WHAT YOU NEED TO DO
Could you copy each of the items below, line for line and without any changes?

[DATA TO USE start]

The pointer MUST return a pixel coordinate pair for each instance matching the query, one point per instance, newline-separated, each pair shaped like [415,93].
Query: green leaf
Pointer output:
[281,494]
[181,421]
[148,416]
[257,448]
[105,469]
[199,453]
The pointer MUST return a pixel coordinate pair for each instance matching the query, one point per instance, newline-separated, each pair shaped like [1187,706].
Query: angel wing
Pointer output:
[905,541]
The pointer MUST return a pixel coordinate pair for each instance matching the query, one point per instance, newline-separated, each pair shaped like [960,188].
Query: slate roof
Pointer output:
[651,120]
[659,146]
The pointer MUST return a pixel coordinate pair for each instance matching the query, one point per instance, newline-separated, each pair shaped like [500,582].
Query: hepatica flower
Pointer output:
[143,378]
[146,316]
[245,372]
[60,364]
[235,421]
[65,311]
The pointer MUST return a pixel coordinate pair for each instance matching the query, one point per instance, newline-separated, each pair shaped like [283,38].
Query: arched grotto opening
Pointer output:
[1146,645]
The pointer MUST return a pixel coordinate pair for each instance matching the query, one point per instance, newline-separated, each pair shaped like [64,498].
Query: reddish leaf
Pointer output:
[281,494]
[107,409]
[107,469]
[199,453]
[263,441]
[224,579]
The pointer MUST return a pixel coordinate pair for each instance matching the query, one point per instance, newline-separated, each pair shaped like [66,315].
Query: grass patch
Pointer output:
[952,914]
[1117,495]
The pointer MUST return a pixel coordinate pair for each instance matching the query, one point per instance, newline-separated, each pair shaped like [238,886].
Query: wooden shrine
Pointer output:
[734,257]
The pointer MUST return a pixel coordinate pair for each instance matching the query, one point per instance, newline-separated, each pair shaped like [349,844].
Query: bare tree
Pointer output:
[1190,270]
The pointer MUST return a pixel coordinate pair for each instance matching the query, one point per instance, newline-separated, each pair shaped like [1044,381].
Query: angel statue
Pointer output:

[DATA TO USE end]

TASK OUTPUT
The pointer MUST return a pixel coordinate pair for each instance matching the query, one point per instance, newline-separated, each pair shaped like [415,93].
Query: green leaf
Pointer output:
[281,494]
[181,421]
[148,416]
[257,448]
[105,469]
[199,453]
The pointer MUST return a pixel coordinate pair for each instance matching the query, one point per instance, newline-separated, each pair shaped like [1187,706].
Query: angel wing
Pointer output:
[905,541]
The pointer MUST return a pixel coordinate pair for each instance matching the query, one point per instance, newline-separated, each pair shaped like [960,188].
Query: slate roof
Pointer output:
[651,120]
[659,146]
The pointer MUST return a pixel coordinate pair for each instance matching the query, one point per instance, newline-separated, each pair shaped like [500,582].
Query: hepatica flower
Pointer output:
[143,378]
[146,316]
[245,372]
[60,364]
[235,421]
[65,311]
The pointer MUST return a pixel coordinate pair for each instance matching the query, one point per instance, newline-separated, each pair shaped like [283,38].
Query: arched grotto opening
Pointer output:
[1146,645]
The pointer MUST return a pixel coordinate pair for each instance matching the query, one point per instance, newline-separated, each pair shaped like [64,498].
Query: reddish leaf
Pointer output:
[281,494]
[107,409]
[107,469]
[199,453]
[263,441]
[224,579]
The pointer MUST return a pixel coordinate pair for each instance matching the query, one point per instance, newline-separated, each pair shaped like [66,315].
Query: grass patch
Pointer output:
[952,914]
[1117,495]
The pointer MUST return a pixel coordinate pair for each instance matching the query, one point per instance, newline-separated, each pair shaped like [238,886].
Query: wooden shrine
Pointer output:
[734,257]
The pointer MUST return a pixel coordinate pair for each instance matching the query, one point per instance, newline-separated, each pair shaped like [349,844].
Query: bare tree
Pointer output:
[1190,270]
The pointer MUST return a pixel coordinate pair for each instance matching the query, one point per instance, newline-separated, each pair shaped like [1044,381].
Query: angel statue
Pointer output:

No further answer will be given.